[Saved entries]
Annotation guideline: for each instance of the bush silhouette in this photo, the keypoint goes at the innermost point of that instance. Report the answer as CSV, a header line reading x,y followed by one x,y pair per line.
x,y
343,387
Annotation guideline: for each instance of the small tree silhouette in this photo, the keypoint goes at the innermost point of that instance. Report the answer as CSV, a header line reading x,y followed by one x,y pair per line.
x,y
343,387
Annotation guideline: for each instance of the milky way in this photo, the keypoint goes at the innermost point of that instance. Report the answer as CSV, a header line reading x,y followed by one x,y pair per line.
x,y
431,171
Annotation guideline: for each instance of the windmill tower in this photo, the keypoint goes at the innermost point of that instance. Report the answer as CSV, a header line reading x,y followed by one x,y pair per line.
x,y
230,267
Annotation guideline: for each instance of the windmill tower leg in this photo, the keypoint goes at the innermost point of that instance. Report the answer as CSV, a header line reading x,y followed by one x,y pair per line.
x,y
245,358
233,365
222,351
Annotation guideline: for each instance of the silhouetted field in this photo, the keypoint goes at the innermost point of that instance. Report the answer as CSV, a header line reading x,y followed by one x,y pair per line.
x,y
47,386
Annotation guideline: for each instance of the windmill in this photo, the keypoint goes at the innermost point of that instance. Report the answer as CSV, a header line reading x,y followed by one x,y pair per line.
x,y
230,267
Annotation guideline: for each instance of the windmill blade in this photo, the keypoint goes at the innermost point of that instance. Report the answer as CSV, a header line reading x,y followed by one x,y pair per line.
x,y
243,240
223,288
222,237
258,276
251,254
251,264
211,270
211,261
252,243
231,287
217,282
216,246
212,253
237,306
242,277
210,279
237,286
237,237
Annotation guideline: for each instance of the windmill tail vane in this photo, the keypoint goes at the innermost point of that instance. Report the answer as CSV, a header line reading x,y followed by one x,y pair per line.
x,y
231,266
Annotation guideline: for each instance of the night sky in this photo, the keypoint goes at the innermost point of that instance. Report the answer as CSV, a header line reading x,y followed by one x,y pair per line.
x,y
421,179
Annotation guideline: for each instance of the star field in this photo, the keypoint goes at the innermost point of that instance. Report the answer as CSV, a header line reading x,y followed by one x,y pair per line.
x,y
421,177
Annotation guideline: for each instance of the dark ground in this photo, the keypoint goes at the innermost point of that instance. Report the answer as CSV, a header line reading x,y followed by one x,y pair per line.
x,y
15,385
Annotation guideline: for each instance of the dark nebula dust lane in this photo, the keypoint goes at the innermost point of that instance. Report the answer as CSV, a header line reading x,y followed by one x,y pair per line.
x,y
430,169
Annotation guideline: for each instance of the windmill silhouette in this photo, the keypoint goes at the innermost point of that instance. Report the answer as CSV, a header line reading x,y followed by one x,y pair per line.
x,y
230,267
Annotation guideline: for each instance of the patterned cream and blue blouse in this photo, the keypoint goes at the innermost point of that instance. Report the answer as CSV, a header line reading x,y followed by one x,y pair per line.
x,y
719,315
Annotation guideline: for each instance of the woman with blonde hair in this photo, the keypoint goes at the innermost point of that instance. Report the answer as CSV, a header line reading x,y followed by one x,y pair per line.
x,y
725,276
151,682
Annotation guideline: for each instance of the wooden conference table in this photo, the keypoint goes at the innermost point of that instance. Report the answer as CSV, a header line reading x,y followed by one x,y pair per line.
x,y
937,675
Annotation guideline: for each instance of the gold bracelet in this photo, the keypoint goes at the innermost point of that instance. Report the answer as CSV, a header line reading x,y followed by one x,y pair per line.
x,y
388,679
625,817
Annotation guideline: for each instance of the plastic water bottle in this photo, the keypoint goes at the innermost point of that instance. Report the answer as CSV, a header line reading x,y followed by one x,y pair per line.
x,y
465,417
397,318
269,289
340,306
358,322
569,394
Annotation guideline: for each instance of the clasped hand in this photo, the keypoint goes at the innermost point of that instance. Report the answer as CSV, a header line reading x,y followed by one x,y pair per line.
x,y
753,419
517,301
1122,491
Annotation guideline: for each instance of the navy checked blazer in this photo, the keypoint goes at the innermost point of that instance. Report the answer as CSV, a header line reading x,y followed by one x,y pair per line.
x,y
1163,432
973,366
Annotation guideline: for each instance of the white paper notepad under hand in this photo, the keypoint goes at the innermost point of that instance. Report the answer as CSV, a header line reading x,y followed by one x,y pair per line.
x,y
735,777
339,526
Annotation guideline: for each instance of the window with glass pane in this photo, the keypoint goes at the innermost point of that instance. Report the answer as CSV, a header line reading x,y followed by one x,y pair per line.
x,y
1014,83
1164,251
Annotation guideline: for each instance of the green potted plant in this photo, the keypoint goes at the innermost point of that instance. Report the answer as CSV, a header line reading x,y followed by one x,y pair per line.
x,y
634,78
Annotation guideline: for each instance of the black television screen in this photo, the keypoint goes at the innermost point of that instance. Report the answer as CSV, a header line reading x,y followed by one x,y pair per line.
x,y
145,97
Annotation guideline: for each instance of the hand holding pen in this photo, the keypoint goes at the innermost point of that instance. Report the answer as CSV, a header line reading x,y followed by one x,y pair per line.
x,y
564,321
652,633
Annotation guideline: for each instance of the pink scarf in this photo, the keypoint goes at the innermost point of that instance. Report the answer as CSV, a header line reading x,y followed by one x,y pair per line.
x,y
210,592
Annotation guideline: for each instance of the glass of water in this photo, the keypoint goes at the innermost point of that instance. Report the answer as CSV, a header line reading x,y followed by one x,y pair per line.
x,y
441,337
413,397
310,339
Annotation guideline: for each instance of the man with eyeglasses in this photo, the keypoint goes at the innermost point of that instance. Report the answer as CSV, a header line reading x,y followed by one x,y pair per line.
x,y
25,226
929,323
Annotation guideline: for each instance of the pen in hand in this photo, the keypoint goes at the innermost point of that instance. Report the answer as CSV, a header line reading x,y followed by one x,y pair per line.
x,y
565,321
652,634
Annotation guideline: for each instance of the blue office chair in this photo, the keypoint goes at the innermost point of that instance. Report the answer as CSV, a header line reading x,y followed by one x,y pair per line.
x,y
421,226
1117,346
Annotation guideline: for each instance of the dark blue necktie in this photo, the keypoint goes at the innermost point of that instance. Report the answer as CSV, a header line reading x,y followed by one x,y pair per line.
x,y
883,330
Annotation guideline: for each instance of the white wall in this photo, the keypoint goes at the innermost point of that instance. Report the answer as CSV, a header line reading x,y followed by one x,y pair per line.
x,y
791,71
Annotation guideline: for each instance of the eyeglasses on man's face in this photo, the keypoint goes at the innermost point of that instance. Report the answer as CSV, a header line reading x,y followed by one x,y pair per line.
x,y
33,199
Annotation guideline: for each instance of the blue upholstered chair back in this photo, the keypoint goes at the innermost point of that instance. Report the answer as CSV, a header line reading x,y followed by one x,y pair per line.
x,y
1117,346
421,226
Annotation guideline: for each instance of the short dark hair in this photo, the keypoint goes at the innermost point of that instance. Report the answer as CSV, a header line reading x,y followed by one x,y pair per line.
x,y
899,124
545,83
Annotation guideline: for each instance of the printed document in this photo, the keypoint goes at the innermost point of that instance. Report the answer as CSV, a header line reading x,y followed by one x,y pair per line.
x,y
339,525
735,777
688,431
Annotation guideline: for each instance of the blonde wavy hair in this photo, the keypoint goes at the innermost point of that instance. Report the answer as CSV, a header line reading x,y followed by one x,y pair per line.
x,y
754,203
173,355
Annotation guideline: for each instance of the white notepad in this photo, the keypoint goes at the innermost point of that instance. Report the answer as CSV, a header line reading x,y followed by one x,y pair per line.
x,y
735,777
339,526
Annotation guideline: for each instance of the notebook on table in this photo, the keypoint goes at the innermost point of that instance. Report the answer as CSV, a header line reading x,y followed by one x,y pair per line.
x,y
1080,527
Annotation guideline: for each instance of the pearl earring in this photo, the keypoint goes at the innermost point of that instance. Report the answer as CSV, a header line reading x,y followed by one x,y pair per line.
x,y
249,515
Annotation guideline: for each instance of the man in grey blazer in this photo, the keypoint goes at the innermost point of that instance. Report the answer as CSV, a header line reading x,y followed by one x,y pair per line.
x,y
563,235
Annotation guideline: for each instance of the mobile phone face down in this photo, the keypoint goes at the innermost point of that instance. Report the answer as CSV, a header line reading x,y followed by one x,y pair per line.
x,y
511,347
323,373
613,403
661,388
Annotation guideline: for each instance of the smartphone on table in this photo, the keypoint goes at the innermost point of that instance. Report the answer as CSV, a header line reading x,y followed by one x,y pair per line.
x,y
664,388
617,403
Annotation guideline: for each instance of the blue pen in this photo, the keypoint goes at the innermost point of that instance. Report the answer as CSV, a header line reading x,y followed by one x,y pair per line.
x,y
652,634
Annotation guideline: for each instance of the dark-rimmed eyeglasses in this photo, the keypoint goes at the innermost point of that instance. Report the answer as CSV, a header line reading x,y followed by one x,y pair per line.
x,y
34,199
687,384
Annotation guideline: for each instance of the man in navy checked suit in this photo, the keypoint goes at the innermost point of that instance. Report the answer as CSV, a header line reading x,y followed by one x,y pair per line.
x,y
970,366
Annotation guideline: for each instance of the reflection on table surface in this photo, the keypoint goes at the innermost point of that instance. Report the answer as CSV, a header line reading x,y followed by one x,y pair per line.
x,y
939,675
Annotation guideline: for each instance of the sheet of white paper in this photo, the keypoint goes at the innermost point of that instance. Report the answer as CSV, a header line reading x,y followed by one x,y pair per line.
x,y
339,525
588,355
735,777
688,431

▶ [TASK DETAILS]
What should appear is an exact copy of the lines from the one with "Annotation guideline: for each instance of the reflection" through the end of the entries above, ends included, and no other text.

▶ [ANSWER BELOW]
Annotation guideline: for each instance of the reflection on table surface in this photo, the keypoint goes at the innermost point of that instance. Report the answer as CSV, a header line reading x,y followed by one x,y pair per line.
x,y
939,675
Annotation guideline: for each instance of the sheet of white paper in this photo, the keypoint goes at the innermost point of that instance. Report the answer as CSV, a header line reading x,y followed by one x,y pair per line.
x,y
339,525
588,355
735,777
688,431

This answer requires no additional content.